— Directions for this task —
In the material below, begin at the line that has "Exercise. Locate the riverbank", stop after the line that has "Exercise. Locate the purple", and transcribe those lines exactly, without pictures.

— The data —
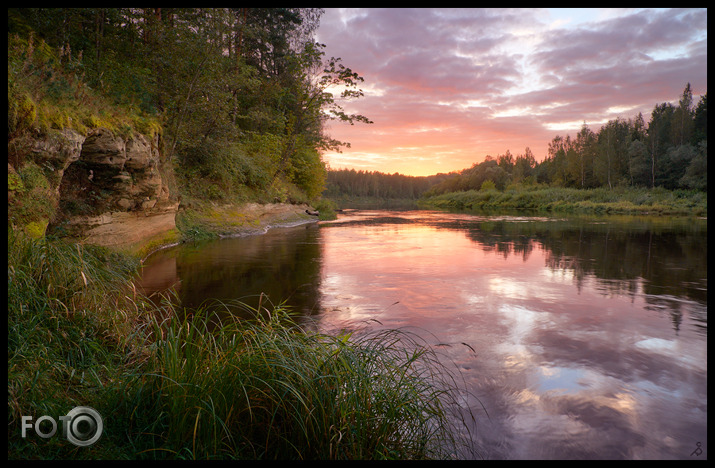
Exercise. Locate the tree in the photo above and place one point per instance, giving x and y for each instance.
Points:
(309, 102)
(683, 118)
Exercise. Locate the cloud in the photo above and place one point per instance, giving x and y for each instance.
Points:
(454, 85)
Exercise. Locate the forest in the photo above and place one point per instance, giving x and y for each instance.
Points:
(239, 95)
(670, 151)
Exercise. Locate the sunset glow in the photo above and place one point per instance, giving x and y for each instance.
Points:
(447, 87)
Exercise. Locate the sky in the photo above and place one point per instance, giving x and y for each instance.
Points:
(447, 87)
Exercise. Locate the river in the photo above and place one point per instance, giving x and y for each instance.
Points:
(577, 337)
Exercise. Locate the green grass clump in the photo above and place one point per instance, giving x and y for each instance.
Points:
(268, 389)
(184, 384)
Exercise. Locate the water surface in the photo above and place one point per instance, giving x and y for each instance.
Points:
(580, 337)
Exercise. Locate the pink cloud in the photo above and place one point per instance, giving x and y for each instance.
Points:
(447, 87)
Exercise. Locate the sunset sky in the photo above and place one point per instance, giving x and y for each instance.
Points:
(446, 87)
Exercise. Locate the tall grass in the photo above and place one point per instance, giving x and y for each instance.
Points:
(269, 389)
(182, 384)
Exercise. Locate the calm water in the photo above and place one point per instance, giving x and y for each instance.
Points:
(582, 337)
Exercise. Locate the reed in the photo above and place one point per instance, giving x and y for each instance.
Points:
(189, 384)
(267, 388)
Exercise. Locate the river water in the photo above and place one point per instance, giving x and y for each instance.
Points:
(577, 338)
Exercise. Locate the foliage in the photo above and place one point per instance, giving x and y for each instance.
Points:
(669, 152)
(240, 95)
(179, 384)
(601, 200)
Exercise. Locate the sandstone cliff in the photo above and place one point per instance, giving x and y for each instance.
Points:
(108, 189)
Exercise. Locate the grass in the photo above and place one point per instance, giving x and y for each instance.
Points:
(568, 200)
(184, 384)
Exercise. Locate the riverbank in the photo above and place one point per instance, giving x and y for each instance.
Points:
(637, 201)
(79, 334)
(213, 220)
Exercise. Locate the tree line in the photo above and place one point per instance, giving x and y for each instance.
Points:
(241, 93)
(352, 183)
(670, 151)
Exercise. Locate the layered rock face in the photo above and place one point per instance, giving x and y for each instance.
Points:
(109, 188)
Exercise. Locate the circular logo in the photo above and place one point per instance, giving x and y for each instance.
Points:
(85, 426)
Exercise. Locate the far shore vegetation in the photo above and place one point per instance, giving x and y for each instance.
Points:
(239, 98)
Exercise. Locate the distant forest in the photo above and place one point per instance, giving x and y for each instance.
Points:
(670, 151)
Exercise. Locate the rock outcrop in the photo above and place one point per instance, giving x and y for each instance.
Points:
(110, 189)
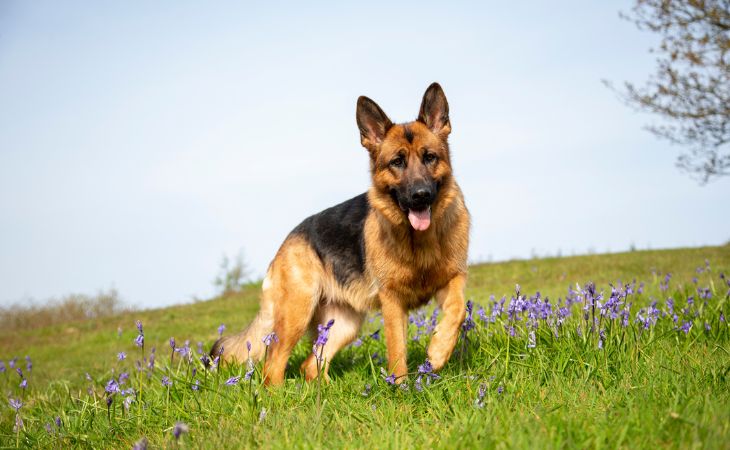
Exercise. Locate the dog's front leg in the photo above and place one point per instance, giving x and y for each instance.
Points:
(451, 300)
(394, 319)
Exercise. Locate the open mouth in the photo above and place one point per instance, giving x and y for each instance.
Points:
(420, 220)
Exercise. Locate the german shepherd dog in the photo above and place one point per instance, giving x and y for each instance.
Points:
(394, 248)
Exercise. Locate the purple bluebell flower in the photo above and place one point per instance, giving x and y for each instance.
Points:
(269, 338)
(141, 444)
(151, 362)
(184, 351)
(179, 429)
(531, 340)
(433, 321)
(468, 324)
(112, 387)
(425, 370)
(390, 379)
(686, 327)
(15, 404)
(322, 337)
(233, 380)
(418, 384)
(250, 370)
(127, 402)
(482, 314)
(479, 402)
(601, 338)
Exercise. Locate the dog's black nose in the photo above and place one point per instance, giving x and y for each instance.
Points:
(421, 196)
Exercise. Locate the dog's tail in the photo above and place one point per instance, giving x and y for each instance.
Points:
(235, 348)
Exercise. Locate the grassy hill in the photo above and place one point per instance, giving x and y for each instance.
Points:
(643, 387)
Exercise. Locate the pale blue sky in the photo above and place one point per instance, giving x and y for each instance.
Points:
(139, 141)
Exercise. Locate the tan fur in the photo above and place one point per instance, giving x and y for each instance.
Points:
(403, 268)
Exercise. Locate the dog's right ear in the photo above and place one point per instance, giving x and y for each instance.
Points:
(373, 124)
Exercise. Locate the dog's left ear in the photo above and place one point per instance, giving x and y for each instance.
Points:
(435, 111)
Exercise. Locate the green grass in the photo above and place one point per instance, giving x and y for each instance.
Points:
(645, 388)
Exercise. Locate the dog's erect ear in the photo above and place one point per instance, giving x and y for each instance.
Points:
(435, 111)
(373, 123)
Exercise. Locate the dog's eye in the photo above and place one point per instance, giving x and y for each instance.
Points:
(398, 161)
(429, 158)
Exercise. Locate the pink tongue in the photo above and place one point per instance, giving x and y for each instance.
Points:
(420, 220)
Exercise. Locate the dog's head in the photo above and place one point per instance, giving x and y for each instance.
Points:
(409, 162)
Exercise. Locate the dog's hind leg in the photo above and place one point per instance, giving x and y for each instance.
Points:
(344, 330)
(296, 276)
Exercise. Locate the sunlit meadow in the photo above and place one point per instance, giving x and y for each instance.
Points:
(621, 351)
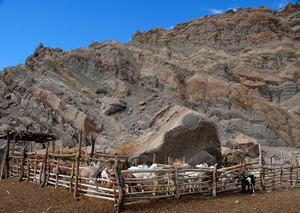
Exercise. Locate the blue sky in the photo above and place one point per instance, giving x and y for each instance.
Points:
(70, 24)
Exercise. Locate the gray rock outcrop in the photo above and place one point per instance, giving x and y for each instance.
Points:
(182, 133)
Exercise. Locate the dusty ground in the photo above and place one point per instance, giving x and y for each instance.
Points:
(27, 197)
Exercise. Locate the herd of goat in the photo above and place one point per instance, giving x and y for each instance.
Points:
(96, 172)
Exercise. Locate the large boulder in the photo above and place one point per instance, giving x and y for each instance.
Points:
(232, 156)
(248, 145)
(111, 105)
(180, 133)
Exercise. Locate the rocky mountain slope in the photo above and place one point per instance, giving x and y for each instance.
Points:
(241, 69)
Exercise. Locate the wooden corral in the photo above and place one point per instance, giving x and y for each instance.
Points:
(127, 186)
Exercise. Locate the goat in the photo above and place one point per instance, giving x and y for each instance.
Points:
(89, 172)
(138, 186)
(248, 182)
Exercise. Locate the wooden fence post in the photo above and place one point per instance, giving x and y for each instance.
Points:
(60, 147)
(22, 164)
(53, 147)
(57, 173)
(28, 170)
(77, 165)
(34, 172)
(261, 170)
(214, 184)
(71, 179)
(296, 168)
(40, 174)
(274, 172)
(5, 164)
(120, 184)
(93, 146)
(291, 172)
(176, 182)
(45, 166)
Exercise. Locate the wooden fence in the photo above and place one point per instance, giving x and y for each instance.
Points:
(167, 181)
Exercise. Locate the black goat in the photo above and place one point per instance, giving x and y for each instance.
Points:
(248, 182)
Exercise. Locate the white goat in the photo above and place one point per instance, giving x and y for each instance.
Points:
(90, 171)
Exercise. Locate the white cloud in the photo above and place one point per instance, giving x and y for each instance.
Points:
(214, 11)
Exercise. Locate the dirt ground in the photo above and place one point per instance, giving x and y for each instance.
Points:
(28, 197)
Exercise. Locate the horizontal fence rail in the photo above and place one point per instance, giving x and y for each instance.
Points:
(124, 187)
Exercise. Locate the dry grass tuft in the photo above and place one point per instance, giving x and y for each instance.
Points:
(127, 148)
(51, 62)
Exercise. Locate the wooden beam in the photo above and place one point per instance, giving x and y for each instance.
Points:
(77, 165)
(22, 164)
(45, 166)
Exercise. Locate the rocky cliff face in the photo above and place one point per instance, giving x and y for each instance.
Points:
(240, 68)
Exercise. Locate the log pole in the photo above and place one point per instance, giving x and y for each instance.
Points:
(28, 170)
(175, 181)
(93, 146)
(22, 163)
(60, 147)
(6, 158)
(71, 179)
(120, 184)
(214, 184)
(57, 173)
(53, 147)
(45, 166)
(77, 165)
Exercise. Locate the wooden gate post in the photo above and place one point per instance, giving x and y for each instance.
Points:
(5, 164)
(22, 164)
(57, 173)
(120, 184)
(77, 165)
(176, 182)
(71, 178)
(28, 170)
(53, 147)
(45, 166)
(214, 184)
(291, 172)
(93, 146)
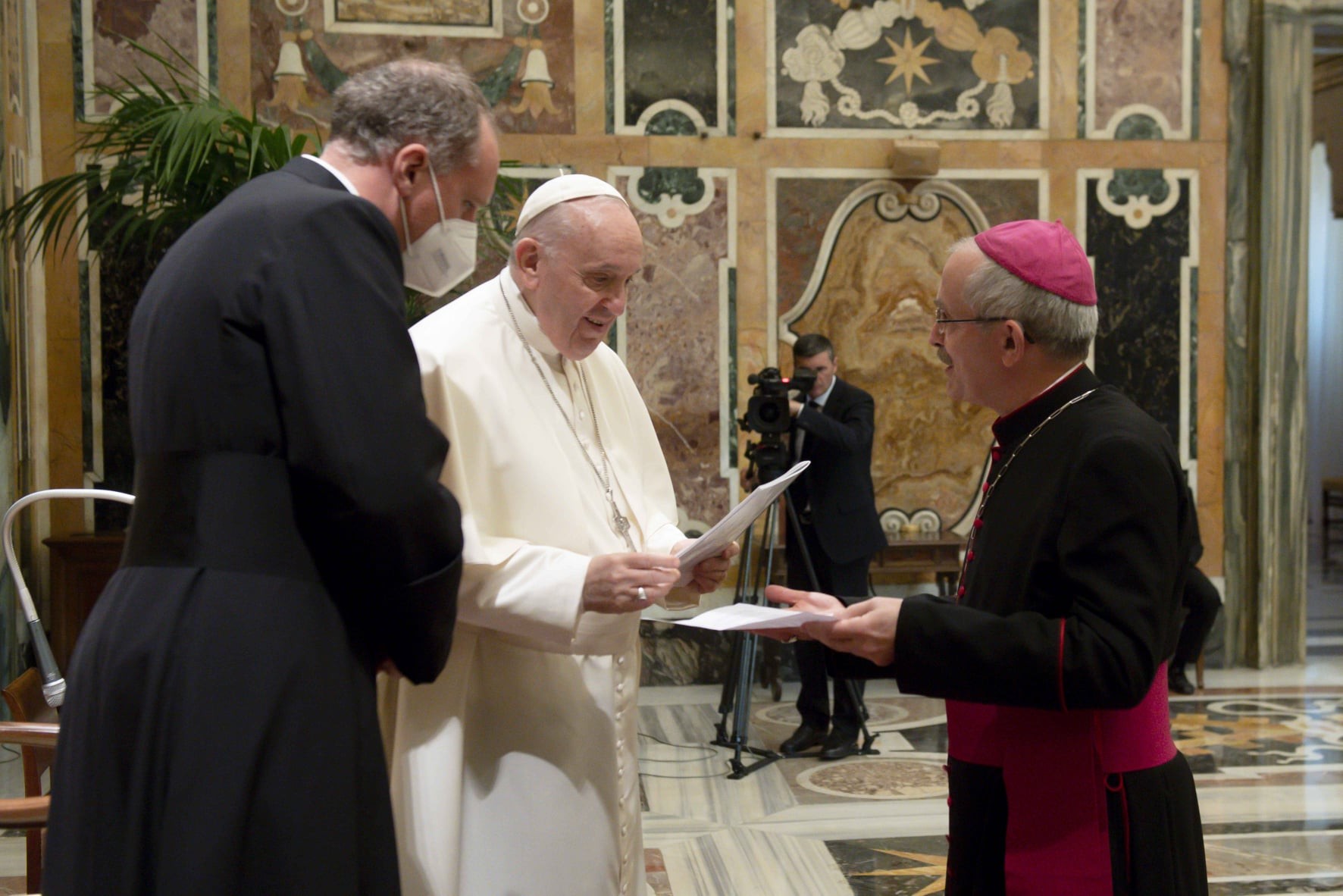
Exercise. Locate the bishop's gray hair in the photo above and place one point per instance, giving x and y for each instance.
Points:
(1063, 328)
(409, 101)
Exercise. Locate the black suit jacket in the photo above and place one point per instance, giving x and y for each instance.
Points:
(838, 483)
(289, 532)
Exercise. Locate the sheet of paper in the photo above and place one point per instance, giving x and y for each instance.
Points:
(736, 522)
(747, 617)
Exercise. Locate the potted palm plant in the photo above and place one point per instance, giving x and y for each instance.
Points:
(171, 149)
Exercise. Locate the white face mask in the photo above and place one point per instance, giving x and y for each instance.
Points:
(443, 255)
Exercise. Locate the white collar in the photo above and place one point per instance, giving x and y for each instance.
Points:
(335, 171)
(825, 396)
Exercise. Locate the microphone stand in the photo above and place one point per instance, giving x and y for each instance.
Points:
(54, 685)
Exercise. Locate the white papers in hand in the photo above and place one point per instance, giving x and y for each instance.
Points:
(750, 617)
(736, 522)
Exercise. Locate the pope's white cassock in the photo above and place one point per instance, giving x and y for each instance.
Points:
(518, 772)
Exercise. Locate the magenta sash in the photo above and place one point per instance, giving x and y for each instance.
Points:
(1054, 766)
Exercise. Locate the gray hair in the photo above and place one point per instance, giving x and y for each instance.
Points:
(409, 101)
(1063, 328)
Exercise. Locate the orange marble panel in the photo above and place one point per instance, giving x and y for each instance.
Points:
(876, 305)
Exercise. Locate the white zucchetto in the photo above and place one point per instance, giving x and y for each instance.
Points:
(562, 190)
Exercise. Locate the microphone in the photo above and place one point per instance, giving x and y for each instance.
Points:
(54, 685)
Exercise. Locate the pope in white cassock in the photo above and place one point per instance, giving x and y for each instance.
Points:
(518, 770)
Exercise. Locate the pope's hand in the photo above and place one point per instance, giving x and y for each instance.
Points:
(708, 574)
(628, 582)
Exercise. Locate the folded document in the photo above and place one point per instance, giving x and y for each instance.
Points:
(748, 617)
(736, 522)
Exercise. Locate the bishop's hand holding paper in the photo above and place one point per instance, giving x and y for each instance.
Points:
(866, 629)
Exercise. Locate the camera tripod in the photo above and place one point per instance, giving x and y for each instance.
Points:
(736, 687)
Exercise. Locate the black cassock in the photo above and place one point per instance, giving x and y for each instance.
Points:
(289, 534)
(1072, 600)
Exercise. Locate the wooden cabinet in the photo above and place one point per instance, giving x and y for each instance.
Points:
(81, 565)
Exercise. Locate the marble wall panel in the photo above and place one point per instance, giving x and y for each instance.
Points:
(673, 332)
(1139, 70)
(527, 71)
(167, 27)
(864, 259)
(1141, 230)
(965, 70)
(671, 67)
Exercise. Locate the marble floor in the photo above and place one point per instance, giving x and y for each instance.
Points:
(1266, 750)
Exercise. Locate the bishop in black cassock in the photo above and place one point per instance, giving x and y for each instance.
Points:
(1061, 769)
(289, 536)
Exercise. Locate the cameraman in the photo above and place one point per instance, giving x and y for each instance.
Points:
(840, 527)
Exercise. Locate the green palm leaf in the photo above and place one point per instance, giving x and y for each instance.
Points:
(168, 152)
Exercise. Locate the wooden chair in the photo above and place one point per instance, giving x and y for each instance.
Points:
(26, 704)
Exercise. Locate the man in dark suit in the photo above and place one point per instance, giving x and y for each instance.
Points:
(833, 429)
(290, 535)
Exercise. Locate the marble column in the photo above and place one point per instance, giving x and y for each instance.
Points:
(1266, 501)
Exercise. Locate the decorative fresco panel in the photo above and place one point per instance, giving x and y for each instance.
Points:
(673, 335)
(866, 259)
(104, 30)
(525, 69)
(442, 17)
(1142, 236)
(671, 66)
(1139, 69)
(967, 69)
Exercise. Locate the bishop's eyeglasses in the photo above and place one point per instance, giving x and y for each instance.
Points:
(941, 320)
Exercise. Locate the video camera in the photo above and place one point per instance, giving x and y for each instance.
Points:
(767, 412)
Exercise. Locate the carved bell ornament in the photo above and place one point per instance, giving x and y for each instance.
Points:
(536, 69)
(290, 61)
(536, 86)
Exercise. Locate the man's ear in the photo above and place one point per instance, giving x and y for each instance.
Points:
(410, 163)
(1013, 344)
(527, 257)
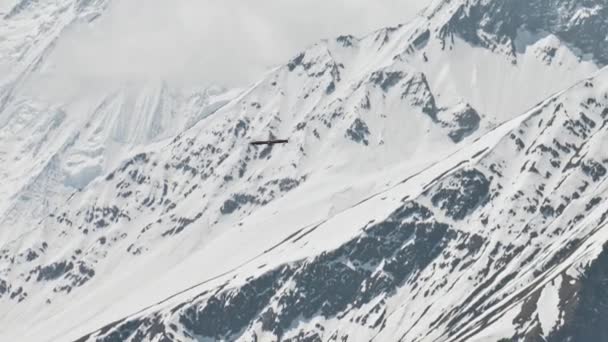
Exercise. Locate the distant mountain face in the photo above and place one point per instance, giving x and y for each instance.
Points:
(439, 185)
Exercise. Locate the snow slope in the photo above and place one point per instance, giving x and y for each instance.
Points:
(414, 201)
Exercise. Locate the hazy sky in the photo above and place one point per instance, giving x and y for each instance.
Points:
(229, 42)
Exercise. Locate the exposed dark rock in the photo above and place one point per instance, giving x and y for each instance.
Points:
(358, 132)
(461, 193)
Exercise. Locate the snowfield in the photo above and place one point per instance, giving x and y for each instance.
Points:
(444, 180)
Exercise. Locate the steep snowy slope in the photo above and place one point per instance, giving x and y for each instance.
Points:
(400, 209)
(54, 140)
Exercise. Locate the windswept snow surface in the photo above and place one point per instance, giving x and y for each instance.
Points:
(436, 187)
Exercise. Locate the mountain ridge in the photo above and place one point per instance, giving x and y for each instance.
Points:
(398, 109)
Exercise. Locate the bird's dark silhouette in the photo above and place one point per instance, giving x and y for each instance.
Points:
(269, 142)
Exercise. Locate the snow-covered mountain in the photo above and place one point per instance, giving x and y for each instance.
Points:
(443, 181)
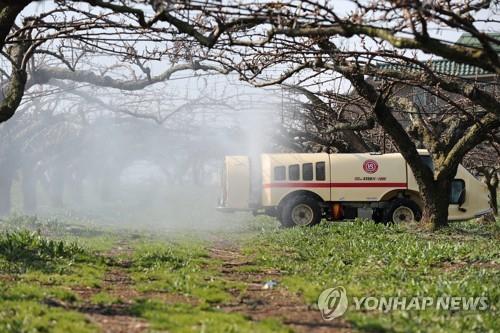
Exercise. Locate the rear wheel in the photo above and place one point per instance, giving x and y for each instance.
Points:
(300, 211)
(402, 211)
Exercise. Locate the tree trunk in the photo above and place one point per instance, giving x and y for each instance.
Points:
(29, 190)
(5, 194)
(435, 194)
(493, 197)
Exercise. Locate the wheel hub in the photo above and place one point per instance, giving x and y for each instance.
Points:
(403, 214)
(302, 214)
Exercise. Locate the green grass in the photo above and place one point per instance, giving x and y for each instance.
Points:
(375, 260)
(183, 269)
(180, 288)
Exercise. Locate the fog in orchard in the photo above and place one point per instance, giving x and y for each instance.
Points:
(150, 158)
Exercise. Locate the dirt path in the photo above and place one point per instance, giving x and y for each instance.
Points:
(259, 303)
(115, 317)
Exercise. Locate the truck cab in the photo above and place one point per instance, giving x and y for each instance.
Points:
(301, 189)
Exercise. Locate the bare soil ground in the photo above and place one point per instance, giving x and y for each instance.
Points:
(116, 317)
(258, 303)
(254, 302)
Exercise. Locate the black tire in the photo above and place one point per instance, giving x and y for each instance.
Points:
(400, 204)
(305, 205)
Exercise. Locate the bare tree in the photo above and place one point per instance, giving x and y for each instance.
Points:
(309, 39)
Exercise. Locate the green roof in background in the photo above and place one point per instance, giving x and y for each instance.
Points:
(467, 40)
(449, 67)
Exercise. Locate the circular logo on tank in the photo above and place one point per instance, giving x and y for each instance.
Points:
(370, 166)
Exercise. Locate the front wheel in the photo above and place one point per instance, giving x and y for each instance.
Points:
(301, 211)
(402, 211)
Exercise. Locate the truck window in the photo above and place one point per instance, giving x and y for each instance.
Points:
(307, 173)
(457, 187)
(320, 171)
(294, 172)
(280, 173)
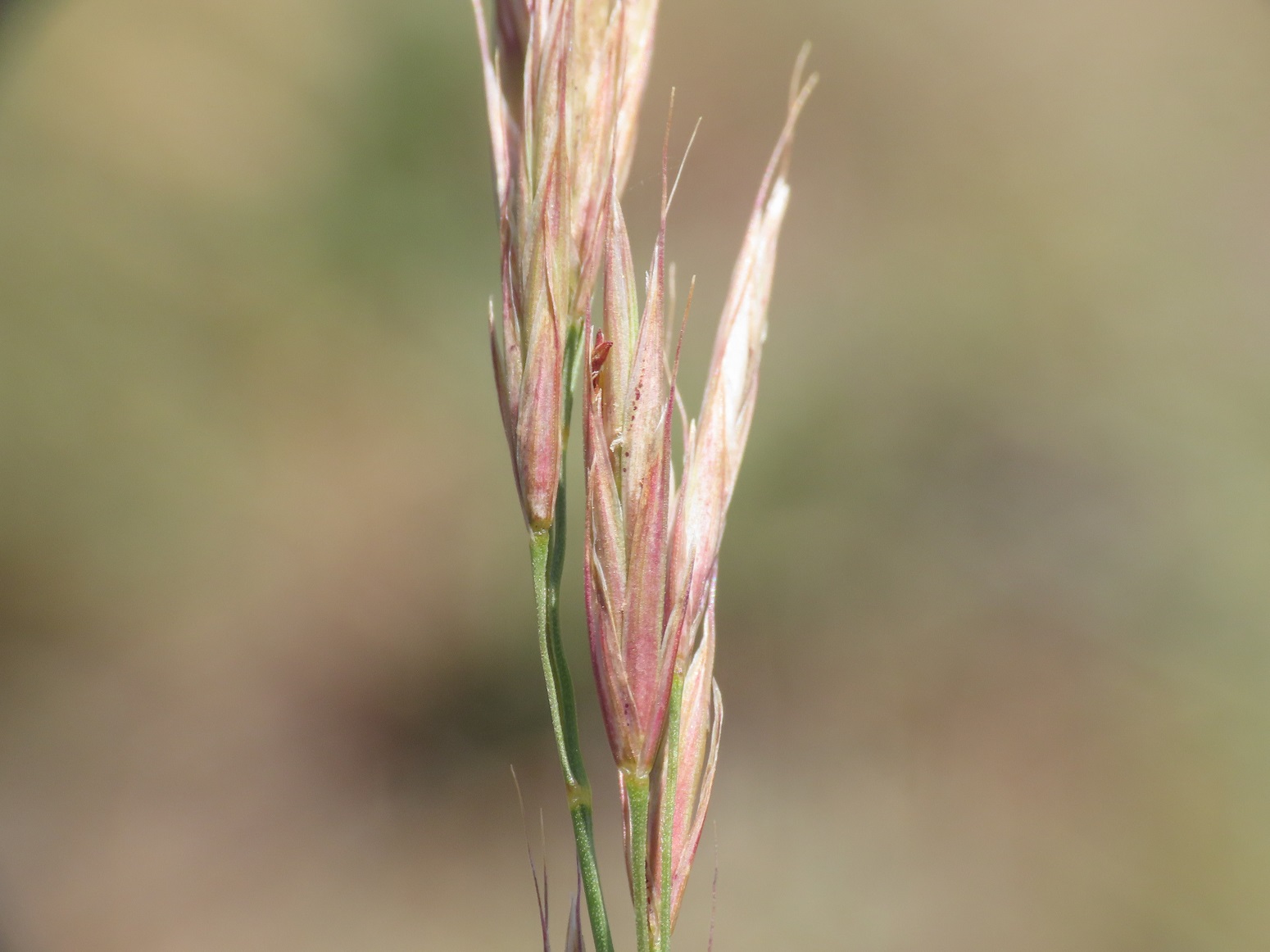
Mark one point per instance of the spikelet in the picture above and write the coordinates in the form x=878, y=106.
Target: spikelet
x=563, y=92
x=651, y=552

— Output of the task —
Exercise. Locate the riverbank in the photo above and place one point per instance, giving x and y for each instance.
Points:
(637, 201)
(79, 334)
(213, 220)
Exercise. Locate the tree line in the photo above and place one point per instance, giving x and y for each instance.
Points:
(241, 93)
(352, 183)
(670, 151)
Exercise. Locate the layered rock face in the photo above and place one point per instance, giving x and y for each instance.
Points:
(109, 188)
Exercise. Locate the circular logo in the photo above and place one point per instance, giving x and y for each instance.
Points:
(85, 426)
Exercise. Locate the far shore vegetation in the photo above and place one point per instance, giving x and y for each instance.
Points:
(239, 98)
Exercise. Locate the distant forest in the photo above and place one point per instance, giving x and y for each instance.
Points:
(670, 151)
Exercise. Locate the rock outcrop in the photo above and place one point per instance, giving x and y for each instance.
Points:
(110, 189)
Exercise. Locate the dog's front leg in the photo above and place one point per instance, giving x and y for each instance.
Points:
(451, 300)
(394, 319)
Exercise. Locate the open mouth in the photo above and place one point per instance, giving x and y for each instance.
Points:
(420, 220)
Exercise. Locate the german shepherd dog in the photo above and place one point per instance, giving x and y for each instance.
Points:
(394, 248)
Exercise. Locate the purple bluebell flower in the photo above and place one point per instance, giving x and y for each instance.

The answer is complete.